When you look closely at
what is going on in the Niger-Delta and Nigeria as regards the rising level of
suicidal militance in our region, you might be able to identify an age old enemy
of the people. It is pretense. The Nigerian government uses this tactic to
strong-arm our people but it is too obvious for us not to notice it, identify
it, put a form on it, tackle it, tell the world about it, and eradicate it
forever.
It is unfortunate that
violence is the only language the Nigerian government understands. It really is
unfortunate. In the past, Ijaws have made countless recommendations,
declarations, suggestions, ultimatums, and every possible effort to draw the
attention of our oppressors to our plight and our decision not to keep bearing
such burdens. They might have seemed to have fallen on deaf ears, but they fell
on oppressive ears instead. Some of our demands were ignored and some of our
people were killed as a means of scare us and deter us from making such demands
in the future - that the government of Nigeria considers impossible to grant us.
Wrong strategy. You don't kill Ijaw people to maintain a smooth flow of oil and
gas in Ijaw territory. It is like harming a young cub and then gardening in the
midst of its pack! You ignore the nature of the lions and lionesses around you
and act like you're on some National Geographic documentary if you want to, but
a reality check or two will do.
Nigeria's federal might
never put fear into Ijawland's soul. It only made us harder, more united and
ready to die for what is just and right for all mankind. This is a generation of
Ijaws who were born into the suffering in the midst of immense financial booms
and an increasing desire to milk us dry and destroy our environment - or not be
concerned about the gradual deterioration of our ecosystem. Everybody cares
about our crude oil and gas, though. World prices keep getting affected every
time we confront Nigeria and try to get justice for Ijawland, but I guess a
little hike here and there hasn't been adequate enough to create the awareness
in the global political scene, of the Ijaw situation and the situation in the
Niger-Delta as a whole. A few price hikes have not been enough to let the world
know that the souls of the thousands of innocent Ijaws massacred for oil are
crying out to God Almighty for justice everyday and every night!
==============================
Stated goal 1: Rewrite the stretch of the Niger Delta text from "Wrong strategy. You" through "two will do.", replacing "documentary" with "show".

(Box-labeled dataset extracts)
==============================
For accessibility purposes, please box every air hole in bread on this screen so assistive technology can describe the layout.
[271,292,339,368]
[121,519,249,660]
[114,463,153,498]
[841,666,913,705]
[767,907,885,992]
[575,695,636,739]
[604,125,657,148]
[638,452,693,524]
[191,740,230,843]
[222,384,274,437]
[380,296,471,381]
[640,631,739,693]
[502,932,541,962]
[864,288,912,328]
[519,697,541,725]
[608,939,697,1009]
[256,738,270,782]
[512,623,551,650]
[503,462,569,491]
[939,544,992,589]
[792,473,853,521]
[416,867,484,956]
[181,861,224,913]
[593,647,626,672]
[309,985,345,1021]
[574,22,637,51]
==============================
Stated goal 2: Transcribe the listing from its beginning through the line containing "[638,452,693,524]".

Written answer 1:
Wrong strategy. You don't kill Ijaw people to maintain a smooth flow of oil and
gas in Ijaw territory. It is like harming a young cub and then gardening in the
midst of its pack! You ignore the nature of the lions and lionesses around you
and act like you're on some National Geographic show if you want to, but
a reality check or two will do.

Written answer 2:
For accessibility purposes, please box every air hole in bread on this screen so assistive technology can describe the layout.
[271,292,339,368]
[121,519,249,660]
[114,463,153,498]
[841,666,913,705]
[767,907,885,992]
[575,695,636,739]
[604,125,657,148]
[638,452,693,524]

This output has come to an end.